■ **What you have to do**: Only the lines from the one containing "Target: whole sandy" through the last line of the data are to be written out, exactly and in full.

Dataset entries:
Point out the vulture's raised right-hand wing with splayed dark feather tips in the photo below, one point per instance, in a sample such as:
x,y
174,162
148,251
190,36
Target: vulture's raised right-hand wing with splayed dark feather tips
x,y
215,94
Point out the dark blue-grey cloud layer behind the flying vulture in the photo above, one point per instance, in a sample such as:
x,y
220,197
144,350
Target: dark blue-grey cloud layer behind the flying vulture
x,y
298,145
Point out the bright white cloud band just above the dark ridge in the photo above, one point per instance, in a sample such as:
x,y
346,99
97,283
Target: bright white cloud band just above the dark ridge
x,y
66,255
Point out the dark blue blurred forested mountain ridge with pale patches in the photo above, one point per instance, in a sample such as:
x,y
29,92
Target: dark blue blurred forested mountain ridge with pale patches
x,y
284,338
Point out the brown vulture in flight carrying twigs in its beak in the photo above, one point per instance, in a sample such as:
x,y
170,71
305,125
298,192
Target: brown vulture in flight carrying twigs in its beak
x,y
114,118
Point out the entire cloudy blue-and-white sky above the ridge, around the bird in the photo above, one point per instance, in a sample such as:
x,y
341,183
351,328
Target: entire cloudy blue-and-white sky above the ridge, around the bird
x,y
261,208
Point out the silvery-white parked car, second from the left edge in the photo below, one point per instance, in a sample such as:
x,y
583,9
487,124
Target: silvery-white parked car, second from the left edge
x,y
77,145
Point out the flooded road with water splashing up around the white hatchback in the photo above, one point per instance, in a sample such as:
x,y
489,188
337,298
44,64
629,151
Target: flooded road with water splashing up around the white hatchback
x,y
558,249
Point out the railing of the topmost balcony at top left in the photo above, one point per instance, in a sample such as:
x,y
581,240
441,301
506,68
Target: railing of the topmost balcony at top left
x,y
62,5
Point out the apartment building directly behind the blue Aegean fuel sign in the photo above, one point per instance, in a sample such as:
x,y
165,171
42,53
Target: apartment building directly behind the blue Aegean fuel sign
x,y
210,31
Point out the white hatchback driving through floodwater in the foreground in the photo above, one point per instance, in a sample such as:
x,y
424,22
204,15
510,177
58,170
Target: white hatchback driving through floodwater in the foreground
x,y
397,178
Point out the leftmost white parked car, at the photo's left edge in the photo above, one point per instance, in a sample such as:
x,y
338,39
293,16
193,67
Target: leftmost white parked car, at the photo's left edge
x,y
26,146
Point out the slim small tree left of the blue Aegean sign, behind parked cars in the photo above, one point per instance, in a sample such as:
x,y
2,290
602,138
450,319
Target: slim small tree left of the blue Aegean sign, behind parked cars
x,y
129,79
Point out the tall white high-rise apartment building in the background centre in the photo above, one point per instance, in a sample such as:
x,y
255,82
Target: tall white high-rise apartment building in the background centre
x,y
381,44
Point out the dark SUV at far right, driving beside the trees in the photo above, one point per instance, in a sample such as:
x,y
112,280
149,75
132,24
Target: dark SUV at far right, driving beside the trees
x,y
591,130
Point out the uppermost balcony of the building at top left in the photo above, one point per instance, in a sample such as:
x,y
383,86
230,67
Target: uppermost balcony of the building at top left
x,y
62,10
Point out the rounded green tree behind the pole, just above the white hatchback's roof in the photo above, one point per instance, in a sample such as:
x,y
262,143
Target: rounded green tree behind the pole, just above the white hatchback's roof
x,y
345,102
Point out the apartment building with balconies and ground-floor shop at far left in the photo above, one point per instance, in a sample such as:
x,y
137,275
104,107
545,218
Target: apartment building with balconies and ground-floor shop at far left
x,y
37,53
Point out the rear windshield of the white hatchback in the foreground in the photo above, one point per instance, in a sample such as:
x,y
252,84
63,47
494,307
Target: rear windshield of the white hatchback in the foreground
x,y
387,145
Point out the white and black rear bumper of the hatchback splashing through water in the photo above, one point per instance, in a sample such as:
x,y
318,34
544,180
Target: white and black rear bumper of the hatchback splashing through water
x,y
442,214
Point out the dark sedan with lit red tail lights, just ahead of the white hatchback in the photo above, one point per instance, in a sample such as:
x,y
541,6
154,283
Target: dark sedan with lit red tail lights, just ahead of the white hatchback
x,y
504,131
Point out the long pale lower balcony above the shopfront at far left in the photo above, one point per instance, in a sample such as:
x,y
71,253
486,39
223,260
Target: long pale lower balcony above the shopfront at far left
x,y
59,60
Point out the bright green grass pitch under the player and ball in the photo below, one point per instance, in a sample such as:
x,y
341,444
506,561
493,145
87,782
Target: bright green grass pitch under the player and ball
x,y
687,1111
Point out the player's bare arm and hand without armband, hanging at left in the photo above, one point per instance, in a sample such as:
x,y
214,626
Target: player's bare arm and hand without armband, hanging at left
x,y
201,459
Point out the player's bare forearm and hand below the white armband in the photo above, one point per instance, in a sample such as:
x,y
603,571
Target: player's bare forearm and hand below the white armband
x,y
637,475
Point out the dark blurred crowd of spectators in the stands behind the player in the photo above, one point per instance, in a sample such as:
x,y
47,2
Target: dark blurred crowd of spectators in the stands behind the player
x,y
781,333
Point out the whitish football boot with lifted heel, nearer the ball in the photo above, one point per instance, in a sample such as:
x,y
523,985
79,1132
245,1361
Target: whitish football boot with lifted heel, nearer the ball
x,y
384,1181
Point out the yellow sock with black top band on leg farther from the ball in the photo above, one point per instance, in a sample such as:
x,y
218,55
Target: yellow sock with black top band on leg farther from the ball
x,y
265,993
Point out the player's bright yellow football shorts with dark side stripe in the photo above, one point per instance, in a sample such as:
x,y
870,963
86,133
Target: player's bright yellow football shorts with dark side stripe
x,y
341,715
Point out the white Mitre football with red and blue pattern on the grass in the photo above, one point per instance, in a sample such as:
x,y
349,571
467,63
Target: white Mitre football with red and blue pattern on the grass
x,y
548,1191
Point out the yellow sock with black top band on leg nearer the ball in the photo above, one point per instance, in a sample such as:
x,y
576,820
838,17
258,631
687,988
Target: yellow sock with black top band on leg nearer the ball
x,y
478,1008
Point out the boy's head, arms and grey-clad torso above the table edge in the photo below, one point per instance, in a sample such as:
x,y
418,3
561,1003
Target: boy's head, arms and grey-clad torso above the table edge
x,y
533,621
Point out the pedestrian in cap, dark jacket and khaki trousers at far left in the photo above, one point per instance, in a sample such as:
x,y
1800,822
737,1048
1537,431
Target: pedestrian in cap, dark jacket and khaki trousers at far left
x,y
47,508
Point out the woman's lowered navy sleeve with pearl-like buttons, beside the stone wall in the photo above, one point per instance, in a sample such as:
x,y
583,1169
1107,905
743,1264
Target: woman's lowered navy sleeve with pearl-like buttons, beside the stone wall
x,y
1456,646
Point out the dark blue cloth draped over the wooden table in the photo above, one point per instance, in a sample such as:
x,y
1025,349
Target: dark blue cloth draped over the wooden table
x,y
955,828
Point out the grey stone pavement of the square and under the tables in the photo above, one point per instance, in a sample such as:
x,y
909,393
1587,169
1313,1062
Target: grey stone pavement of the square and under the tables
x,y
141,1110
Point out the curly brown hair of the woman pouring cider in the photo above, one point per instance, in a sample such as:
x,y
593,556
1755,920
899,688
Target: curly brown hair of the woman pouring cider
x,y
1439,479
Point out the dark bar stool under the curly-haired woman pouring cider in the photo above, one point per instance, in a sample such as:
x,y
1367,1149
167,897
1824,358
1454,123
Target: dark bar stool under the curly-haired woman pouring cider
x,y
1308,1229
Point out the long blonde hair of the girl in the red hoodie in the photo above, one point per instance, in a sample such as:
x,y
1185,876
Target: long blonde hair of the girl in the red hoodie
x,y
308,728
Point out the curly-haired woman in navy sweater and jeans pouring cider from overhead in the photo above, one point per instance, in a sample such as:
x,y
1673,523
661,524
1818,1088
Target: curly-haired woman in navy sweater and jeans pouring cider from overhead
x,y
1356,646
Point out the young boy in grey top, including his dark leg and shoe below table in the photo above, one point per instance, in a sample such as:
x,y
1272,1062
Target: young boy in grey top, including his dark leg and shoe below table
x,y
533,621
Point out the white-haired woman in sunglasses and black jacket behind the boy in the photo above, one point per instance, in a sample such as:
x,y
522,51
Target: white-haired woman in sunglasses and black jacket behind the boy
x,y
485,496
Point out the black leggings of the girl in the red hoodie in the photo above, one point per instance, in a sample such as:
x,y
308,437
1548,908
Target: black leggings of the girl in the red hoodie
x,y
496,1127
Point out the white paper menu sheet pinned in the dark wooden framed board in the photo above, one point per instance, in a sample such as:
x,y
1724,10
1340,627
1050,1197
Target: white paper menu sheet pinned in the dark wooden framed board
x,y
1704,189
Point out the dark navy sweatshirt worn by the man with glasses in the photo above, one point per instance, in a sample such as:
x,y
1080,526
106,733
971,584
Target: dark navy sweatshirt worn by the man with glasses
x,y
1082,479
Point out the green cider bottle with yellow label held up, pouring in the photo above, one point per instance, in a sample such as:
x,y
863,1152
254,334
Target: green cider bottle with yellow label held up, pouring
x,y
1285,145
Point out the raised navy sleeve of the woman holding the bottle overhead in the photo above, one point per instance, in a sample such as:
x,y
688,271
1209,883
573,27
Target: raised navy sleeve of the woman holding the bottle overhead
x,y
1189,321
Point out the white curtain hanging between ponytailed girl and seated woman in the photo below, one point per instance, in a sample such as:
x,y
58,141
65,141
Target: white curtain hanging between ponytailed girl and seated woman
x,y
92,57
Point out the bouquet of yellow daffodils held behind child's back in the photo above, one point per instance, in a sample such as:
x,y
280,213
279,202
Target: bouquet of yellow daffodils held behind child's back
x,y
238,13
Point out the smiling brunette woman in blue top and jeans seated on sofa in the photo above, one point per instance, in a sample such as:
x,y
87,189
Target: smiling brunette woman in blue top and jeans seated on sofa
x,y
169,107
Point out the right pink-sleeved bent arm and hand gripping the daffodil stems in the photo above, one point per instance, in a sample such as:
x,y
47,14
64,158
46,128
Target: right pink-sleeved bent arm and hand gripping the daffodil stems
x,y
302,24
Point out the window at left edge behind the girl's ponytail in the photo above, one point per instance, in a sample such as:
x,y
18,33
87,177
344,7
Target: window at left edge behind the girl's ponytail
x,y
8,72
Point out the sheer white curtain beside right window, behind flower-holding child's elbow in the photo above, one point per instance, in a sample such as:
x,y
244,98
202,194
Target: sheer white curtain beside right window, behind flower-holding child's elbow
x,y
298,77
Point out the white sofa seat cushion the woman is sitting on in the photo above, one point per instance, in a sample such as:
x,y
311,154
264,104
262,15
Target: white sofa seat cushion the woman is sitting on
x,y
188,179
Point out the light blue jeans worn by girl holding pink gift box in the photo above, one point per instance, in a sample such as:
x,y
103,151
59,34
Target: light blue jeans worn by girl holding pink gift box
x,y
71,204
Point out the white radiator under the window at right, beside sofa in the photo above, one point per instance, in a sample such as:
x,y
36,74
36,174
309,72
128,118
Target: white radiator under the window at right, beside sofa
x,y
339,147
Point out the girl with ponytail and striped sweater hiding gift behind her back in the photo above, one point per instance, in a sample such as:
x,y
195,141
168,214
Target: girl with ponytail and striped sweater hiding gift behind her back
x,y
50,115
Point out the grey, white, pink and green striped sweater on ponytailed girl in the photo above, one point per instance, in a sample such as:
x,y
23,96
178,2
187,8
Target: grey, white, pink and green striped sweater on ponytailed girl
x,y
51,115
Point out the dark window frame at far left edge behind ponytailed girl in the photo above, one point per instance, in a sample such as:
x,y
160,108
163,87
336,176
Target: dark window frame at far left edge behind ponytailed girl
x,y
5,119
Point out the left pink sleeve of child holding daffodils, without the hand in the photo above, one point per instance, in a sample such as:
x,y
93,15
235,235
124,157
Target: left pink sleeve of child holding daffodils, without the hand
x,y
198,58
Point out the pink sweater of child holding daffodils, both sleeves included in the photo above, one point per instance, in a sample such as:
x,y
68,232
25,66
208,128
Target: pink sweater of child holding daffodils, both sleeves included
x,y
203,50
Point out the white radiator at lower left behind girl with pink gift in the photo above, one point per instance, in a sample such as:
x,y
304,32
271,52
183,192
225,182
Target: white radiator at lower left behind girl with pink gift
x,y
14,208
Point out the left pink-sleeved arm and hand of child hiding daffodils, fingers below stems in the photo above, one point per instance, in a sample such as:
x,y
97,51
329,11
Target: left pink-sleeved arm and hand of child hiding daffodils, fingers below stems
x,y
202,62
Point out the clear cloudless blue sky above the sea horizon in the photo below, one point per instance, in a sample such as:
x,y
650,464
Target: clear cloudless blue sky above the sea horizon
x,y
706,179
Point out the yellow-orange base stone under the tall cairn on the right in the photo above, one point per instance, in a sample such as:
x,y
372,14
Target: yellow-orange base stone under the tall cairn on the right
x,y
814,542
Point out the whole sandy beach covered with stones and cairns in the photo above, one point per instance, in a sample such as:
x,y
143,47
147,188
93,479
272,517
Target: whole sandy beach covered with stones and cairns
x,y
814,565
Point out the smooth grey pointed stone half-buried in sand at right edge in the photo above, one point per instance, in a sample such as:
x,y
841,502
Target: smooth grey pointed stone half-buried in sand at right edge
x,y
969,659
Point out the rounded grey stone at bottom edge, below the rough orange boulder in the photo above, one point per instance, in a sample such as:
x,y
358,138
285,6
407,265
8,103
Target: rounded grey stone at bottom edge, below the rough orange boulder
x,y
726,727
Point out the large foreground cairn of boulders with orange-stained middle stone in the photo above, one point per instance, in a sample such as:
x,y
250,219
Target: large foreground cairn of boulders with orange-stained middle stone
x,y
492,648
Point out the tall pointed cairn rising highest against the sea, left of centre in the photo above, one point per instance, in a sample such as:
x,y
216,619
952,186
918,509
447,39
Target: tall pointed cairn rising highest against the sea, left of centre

■ **Result**:
Target: whole sandy beach covered with stones and cairns
x,y
814,565
Point out the smooth grey pointed stone half-buried in sand at right edge in the photo above, one point per instance, in a sample such as:
x,y
841,502
Target: smooth grey pointed stone half-buried in sand at right edge
x,y
969,659
Point out the rounded grey stone at bottom edge, below the rough orange boulder in the photo above, one point per instance, in a sample such as:
x,y
358,138
285,6
407,265
8,103
Target: rounded grey stone at bottom edge, below the rough orange boulder
x,y
726,727
Point out the large foreground cairn of boulders with orange-stained middle stone in the photo above, one point per instance, in a sample such as:
x,y
250,219
Target: large foreground cairn of boulders with orange-stained middle stone
x,y
492,648
Point out the tall pointed cairn rising highest against the sea, left of centre in the photo above, one point per instance, in a sample such as:
x,y
216,619
952,186
918,509
447,39
Target: tall pointed cairn rising highest against the sea, left of centre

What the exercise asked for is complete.